▼▼▼

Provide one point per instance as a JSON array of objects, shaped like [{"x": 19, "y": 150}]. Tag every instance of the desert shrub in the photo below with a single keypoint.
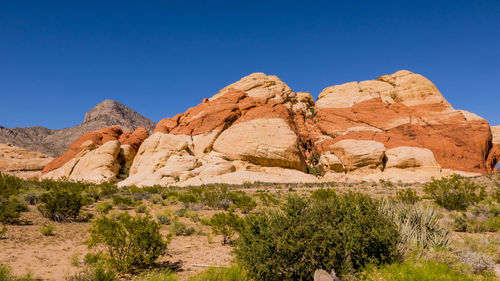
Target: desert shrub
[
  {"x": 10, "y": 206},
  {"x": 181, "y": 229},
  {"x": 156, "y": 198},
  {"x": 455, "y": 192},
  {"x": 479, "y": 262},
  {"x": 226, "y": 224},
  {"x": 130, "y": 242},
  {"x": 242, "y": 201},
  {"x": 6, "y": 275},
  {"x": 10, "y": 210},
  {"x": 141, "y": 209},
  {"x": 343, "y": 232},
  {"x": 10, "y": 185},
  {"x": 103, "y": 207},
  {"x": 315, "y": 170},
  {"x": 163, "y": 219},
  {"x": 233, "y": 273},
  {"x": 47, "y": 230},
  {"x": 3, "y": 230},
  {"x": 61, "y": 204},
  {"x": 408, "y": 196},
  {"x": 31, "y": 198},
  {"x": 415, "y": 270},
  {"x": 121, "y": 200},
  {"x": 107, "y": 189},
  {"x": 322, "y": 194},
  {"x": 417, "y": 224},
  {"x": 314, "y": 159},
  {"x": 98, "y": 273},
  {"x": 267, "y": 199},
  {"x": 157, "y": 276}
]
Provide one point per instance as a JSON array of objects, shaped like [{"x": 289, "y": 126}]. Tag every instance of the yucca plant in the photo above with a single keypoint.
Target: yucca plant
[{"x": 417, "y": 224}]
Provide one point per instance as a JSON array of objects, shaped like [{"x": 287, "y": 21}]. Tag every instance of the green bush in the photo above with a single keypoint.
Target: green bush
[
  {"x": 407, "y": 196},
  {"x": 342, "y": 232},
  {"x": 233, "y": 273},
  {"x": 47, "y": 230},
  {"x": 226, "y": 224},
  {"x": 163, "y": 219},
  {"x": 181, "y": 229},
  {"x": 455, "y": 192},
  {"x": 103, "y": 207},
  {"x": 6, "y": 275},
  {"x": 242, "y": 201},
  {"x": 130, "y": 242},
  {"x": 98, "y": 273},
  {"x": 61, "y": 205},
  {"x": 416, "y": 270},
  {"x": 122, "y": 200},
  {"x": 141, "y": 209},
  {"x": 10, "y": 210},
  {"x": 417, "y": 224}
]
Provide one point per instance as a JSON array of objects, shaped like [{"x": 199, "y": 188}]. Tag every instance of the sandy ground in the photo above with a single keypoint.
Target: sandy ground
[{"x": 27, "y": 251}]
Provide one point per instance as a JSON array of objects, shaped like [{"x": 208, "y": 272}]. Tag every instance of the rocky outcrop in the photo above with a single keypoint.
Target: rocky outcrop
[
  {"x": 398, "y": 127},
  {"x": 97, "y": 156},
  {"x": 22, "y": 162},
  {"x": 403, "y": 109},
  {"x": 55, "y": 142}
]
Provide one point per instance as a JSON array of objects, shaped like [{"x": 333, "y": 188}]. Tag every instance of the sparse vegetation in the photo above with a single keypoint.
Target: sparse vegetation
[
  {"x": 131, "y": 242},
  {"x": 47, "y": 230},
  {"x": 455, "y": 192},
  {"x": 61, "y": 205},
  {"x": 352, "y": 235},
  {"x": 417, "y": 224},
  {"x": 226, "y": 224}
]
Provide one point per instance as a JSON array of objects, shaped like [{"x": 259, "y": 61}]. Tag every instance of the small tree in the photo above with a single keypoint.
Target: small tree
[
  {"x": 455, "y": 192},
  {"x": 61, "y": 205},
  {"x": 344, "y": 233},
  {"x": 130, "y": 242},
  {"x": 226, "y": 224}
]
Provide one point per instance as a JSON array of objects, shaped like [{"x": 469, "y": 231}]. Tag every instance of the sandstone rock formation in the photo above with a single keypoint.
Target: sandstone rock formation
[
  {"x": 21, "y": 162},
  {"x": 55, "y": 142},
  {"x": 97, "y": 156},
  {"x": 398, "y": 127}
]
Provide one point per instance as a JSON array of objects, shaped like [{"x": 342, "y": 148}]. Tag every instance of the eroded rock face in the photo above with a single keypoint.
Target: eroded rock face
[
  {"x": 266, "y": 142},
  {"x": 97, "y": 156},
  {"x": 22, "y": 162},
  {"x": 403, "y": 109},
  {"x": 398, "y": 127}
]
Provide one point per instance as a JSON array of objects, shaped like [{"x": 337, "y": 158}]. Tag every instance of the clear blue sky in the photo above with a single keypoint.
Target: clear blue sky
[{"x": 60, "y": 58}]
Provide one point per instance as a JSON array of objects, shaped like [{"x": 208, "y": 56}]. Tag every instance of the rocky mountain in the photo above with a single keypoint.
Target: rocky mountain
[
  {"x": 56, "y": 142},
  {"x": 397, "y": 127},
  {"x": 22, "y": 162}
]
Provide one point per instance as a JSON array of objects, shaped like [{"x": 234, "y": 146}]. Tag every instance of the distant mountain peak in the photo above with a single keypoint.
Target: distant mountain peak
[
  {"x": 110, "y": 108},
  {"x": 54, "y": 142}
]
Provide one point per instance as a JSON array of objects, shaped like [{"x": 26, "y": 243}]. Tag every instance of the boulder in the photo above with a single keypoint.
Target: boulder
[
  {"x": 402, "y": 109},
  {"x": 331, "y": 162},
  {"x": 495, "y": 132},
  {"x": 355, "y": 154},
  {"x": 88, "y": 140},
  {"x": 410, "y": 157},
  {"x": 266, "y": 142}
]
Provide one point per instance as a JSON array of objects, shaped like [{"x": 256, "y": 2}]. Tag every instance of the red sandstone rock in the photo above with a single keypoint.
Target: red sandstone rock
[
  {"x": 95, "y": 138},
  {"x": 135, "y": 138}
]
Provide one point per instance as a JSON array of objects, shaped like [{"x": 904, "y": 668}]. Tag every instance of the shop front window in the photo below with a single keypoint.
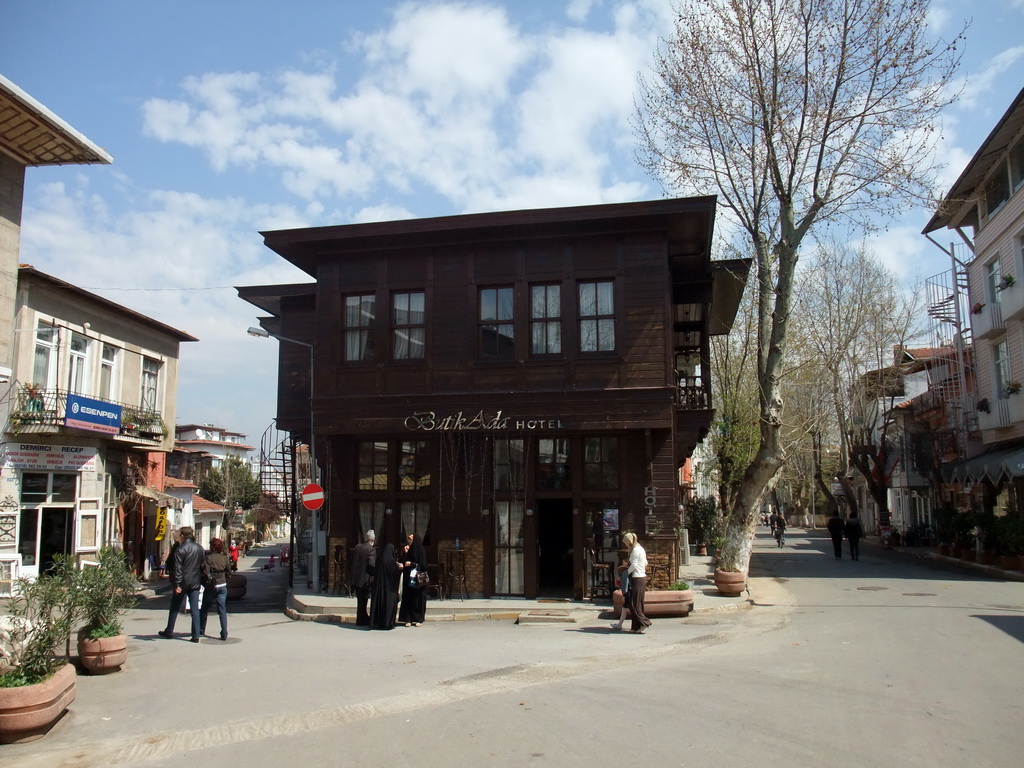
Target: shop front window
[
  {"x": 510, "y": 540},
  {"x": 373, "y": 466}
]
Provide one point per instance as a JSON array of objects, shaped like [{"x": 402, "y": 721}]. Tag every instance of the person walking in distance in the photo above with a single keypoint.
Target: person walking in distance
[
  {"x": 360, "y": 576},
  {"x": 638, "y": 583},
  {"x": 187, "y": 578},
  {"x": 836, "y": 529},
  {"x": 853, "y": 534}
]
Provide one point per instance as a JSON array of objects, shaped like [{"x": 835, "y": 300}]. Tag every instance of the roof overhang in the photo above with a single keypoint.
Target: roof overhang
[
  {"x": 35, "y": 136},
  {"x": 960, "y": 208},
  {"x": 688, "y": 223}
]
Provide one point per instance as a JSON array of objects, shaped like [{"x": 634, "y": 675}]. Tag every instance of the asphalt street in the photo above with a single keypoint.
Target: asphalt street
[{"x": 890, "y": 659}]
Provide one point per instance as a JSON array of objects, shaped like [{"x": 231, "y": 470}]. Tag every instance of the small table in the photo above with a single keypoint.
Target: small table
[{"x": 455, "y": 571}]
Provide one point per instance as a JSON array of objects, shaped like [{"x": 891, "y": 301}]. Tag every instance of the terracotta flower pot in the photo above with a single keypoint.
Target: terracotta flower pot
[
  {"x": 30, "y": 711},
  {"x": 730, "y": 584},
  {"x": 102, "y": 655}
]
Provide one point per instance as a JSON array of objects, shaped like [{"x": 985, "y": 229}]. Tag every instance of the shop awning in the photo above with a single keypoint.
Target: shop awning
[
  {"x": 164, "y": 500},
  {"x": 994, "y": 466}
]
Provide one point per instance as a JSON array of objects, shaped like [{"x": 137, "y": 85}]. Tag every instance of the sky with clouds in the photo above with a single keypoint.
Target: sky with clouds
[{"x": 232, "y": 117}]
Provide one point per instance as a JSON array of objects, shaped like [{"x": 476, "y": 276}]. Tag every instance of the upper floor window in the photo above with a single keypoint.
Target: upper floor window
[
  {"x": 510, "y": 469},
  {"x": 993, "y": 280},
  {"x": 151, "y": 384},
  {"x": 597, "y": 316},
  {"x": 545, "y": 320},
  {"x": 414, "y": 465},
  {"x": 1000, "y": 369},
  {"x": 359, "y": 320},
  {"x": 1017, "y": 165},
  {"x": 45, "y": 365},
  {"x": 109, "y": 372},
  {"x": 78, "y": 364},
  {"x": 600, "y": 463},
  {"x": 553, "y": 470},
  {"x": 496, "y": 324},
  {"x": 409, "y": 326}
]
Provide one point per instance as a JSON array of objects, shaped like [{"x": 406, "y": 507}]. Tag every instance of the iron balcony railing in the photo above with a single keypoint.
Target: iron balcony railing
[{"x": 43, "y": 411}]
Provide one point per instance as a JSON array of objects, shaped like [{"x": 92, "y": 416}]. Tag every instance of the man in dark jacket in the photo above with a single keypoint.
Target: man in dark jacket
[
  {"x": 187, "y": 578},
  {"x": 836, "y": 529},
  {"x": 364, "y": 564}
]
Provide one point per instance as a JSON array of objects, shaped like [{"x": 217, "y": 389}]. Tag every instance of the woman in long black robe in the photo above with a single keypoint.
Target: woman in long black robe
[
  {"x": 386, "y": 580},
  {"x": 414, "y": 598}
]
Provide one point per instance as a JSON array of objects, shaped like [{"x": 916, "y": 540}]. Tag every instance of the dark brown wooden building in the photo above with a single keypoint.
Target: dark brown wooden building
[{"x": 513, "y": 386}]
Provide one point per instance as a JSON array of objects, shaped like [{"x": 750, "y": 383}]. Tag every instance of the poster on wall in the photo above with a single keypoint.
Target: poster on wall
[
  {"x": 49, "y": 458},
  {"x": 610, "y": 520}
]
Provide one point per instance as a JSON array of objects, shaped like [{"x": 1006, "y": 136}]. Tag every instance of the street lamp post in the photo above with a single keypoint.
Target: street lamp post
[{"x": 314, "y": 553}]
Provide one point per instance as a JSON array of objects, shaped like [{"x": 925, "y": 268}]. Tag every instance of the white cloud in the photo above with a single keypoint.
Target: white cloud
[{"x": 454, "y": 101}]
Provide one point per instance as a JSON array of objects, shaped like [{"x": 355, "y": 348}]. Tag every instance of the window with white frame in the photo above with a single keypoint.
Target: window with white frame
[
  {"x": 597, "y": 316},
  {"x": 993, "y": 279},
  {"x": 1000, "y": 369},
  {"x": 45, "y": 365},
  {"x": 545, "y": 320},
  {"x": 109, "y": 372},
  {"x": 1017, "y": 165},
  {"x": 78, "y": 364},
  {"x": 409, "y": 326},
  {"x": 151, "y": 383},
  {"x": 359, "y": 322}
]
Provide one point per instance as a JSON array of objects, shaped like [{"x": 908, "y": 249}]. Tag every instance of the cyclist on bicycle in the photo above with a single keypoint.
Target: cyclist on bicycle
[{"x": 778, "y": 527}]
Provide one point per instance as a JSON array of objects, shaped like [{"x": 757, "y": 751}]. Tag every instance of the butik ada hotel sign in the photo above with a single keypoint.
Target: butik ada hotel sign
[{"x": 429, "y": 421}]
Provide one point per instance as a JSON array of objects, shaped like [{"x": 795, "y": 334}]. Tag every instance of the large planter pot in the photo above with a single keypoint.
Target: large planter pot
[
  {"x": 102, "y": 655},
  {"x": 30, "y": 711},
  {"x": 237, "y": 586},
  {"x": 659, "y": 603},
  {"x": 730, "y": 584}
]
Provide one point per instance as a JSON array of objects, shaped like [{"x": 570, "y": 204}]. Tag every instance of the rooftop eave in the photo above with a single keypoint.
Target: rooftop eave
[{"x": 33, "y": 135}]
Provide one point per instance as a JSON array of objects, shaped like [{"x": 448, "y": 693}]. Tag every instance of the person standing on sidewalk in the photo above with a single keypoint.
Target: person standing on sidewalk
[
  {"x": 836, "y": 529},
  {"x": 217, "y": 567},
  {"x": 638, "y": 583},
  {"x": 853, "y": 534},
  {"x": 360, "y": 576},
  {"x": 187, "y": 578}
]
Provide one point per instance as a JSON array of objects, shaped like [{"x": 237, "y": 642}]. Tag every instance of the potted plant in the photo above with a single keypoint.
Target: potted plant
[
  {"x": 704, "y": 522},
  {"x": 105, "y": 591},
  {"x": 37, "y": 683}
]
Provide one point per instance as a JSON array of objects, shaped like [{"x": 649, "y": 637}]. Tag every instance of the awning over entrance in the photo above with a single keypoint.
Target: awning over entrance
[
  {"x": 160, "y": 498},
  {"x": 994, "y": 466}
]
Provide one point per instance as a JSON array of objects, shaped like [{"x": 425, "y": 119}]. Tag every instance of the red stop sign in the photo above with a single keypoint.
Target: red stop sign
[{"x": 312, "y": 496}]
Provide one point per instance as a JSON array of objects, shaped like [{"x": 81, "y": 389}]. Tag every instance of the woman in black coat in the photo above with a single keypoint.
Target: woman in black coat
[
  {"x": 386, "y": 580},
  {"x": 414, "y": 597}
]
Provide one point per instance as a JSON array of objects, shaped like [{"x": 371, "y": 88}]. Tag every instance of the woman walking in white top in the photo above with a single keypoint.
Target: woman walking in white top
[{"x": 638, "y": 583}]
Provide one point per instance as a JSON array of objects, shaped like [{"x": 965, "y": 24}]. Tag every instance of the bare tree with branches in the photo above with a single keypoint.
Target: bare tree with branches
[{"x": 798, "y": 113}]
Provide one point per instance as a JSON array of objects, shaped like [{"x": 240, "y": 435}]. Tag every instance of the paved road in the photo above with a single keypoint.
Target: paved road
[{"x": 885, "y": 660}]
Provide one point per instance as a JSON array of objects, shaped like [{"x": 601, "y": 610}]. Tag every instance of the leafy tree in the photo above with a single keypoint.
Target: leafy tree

▲▲▲

Stated problem =
Only the lines from the one containing "of the bare" to the end of the listing belong in the output, each reproduced exactly.

Written response =
Provide one point per instance as a JSON array of objects, shaped like [{"x": 965, "y": 24}]. Tag every instance of the bare tree with branches in the photo above with a single keypoint.
Target: bare tree with branches
[{"x": 798, "y": 113}]
Provide one point per instance as a JSON array of objects, shaped like [{"x": 240, "y": 435}]. Tag every instance of the paved road in the photo above with a single keypoint.
Target: paved road
[{"x": 885, "y": 660}]
Provide one point per instance as a JSON array of objects, shaped like [{"x": 601, "y": 610}]. Tag every instance of the leafy tree in the photo above with a single keypoint.
Target: leafy tree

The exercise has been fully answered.